The task: Go through the listing and pick out each line with the word "body" in it.

# # # # #

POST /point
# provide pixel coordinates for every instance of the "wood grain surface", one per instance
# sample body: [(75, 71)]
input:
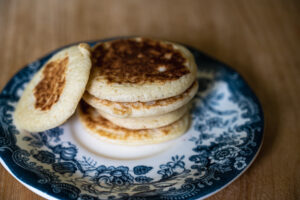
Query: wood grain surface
[(260, 39)]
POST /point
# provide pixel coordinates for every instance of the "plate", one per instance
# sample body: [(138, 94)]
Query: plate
[(223, 140)]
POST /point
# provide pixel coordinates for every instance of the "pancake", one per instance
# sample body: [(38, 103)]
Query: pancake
[(52, 95), (147, 122), (142, 109), (106, 131), (139, 69)]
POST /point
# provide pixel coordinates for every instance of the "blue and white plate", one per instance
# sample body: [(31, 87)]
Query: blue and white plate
[(223, 140)]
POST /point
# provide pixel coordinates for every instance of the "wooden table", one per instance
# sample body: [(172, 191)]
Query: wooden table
[(260, 39)]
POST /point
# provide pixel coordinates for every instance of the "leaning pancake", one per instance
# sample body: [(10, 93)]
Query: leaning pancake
[(106, 131), (52, 95), (142, 109), (139, 69), (147, 122)]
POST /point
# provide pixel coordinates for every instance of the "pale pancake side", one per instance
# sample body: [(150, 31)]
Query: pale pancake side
[(137, 80), (52, 95), (142, 109), (147, 122), (106, 131)]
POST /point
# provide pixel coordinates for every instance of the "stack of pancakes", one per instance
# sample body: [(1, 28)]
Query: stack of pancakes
[(138, 91)]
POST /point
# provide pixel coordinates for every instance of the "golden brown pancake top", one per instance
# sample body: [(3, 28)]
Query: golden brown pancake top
[(132, 61), (49, 89)]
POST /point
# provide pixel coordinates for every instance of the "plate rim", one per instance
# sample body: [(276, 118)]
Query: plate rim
[(252, 94)]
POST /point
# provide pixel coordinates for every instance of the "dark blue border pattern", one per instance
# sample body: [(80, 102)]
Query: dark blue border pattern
[(226, 142)]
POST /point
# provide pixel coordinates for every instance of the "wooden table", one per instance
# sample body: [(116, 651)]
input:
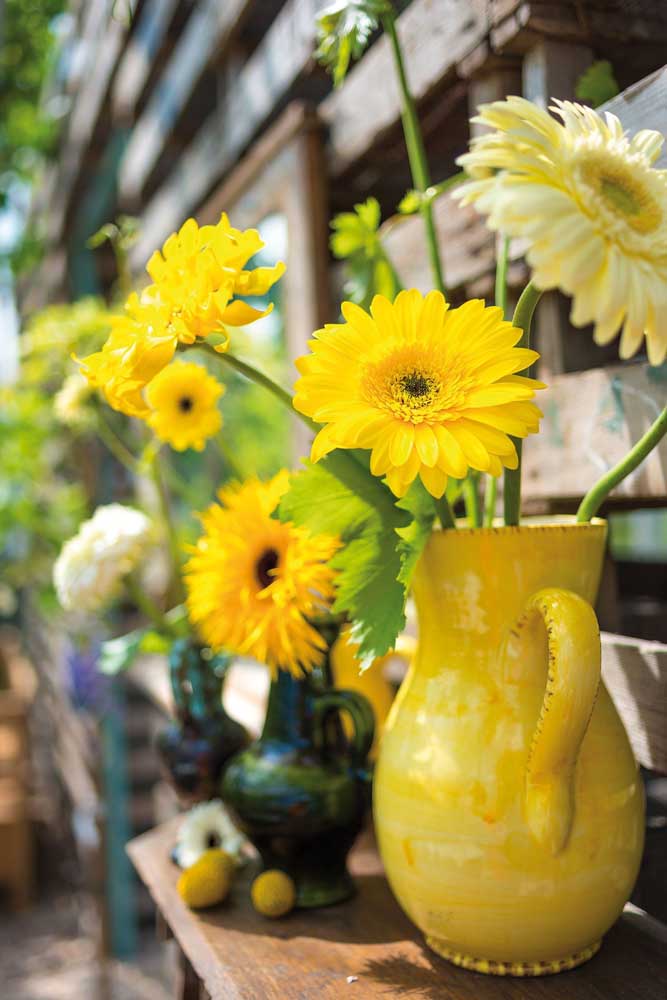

# # # # #

Problem solution:
# sample body: [(75, 71)]
# sample body: [(138, 94)]
# sample body: [(38, 103)]
# sample body: [(31, 87)]
# sample body: [(172, 191)]
# sample body: [(10, 93)]
# sample body: [(150, 31)]
# sample body: [(1, 28)]
# sample body: [(3, 28)]
# sample body: [(276, 118)]
# sample body: [(80, 102)]
# sample body: [(116, 651)]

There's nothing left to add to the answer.